RECORDS FOR THE EXERCISE:
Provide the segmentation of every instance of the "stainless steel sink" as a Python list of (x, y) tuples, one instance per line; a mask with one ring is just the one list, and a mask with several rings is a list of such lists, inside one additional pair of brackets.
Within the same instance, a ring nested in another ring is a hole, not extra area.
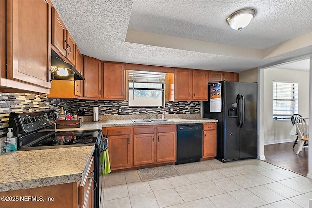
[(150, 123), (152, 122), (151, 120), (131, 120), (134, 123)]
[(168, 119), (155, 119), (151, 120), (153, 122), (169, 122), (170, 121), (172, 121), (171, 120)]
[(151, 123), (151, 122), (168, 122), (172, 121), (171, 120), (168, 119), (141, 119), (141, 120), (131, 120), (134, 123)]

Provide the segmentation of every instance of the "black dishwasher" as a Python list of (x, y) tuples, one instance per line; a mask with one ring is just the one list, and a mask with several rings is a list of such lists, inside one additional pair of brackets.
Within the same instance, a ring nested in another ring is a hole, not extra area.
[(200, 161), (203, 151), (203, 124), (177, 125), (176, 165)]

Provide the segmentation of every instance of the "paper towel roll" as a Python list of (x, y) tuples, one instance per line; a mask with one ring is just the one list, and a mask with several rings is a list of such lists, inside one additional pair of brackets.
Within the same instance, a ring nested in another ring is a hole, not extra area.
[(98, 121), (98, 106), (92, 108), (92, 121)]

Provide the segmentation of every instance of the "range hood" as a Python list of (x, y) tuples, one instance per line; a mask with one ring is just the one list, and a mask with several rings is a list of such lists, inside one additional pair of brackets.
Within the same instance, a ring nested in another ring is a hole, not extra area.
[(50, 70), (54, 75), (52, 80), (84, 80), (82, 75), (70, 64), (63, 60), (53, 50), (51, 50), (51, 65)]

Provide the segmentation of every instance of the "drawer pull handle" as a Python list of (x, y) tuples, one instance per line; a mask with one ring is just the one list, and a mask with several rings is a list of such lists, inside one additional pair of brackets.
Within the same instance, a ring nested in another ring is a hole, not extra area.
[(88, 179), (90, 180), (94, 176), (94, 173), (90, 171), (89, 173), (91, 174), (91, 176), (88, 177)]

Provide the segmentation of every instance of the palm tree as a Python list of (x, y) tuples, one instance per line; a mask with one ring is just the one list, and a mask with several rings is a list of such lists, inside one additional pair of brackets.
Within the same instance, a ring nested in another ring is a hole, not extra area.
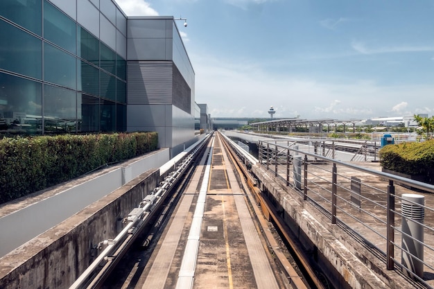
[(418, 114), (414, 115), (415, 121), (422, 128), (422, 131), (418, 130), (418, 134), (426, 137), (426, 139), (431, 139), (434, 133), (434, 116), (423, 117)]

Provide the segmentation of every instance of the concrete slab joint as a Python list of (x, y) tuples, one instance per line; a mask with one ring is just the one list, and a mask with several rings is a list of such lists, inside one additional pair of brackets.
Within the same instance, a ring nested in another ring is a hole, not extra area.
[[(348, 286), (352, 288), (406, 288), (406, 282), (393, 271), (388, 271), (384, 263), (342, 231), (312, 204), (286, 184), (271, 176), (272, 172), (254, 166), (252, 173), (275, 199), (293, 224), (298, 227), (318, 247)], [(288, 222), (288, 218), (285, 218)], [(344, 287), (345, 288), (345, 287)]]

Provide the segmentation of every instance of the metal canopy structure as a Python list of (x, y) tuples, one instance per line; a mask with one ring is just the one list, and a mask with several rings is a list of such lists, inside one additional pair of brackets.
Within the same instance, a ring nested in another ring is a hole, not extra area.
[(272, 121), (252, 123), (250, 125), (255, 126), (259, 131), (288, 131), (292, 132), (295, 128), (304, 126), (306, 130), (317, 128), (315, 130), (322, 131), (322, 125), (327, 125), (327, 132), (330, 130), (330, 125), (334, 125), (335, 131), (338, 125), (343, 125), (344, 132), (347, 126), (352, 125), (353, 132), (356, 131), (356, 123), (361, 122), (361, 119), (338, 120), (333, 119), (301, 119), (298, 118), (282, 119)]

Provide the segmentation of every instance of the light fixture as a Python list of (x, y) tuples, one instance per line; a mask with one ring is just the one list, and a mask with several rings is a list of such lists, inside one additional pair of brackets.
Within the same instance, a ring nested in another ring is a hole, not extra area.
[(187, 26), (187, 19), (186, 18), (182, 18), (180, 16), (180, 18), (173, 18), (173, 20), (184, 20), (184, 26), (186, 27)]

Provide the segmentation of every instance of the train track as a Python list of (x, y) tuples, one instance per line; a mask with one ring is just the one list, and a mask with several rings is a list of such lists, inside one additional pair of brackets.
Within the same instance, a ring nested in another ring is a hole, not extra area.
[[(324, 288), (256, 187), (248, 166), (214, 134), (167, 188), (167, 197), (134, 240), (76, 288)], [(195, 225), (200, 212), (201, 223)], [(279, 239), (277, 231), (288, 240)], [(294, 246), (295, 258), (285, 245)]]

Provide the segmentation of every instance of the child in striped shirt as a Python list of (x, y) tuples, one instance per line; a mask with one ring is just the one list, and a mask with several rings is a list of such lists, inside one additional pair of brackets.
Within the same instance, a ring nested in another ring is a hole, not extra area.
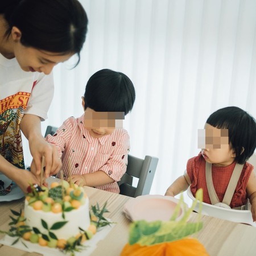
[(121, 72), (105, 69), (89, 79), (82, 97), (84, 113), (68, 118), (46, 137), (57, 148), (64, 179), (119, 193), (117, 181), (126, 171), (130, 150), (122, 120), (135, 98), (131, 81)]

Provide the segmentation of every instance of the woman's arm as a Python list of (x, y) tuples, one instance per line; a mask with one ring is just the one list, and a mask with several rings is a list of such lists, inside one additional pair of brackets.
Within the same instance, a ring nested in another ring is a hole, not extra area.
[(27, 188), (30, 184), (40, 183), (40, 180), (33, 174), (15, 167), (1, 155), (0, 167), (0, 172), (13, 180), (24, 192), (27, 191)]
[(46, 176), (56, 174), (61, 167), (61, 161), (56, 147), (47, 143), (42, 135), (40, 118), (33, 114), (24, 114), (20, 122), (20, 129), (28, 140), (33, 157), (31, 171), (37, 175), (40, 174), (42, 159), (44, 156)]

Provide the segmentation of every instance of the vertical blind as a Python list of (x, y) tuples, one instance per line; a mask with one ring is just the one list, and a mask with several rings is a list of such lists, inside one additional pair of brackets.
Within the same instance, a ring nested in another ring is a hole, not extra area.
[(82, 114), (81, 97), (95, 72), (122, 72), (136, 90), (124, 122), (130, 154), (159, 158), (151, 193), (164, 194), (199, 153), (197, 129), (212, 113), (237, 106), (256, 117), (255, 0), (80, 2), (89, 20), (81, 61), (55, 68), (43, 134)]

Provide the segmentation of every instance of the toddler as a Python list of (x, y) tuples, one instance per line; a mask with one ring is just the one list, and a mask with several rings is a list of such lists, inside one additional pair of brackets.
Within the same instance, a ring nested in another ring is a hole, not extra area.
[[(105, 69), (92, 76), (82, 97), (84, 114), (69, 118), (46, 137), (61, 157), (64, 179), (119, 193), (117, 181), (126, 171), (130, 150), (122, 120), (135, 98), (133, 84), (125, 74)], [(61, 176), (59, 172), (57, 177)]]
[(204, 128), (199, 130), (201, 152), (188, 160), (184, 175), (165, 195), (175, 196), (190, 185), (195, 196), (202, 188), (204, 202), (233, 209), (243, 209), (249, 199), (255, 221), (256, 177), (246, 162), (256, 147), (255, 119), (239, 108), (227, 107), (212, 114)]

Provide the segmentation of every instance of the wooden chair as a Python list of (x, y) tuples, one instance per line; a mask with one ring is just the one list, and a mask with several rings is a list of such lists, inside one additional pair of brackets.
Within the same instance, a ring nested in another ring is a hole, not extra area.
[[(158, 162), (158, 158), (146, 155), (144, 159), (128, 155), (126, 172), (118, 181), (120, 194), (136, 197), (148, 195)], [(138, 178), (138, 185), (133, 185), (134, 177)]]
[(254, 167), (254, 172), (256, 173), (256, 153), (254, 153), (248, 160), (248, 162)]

WRITTEN REQUEST: Rewrite the entries from the start through the line holding "50), (51, 65)]", inclusive, with the requests included, and shift every x and y coordinate in the answers up by 80. Leave the pictures out.

RESULT OF THIS EXERCISE:
Provide the segmentation of every instance of the "stainless steel sink" as a Python list of (x, y) tuples, one instance per line; a mask with one ring is just the one list, and a mask with several rings is a list of such lists, inside one additional pair of brackets.
Within the same instance, a ring nested in another ring is a hole, not extra area.
[(230, 203), (232, 202), (231, 200), (211, 200), (214, 203)]
[(248, 199), (235, 199), (231, 200), (233, 202), (249, 202), (250, 201), (252, 201), (251, 200)]
[(231, 203), (231, 202), (248, 202), (252, 201), (251, 200), (248, 199), (221, 199), (221, 200), (211, 200), (214, 203)]

Provide the segmentation of every instance of the "black dishwasher" as a Python list of (x, y) tuples, one instance per line; a mask with one ring is just the one list, and a mask with several rings is a list of such lists, inside one additional pair of brackets.
Within the same instance, a ring nested in another ring is a hole, not extra area.
[(280, 241), (283, 231), (283, 204), (257, 205), (256, 245)]

Provide the segmentation of every instance of the "paper towel roll" as a Python list of (x, y) tuples, one instance per line; a mask with one ring is just the one list, and a mask with several rings is a list of such lists, inside one additional pair of brackets.
Within the same instance, a ring nested in another ring is a hole, not extra area.
[(178, 201), (178, 186), (172, 188), (172, 201)]

Provide the segmentation of every instance of the "range hood" as a Python list of (x, y) tuples, one instance per line; a mask with one ring is just the one list, and a mask with several rings is a list of such lists, inside one additional pair of brackets.
Within the same instance, a ring nested in another ring is a hole, not extra area.
[(130, 150), (134, 155), (132, 160), (164, 160), (162, 155), (150, 144), (143, 140), (133, 130), (131, 130), (131, 145)]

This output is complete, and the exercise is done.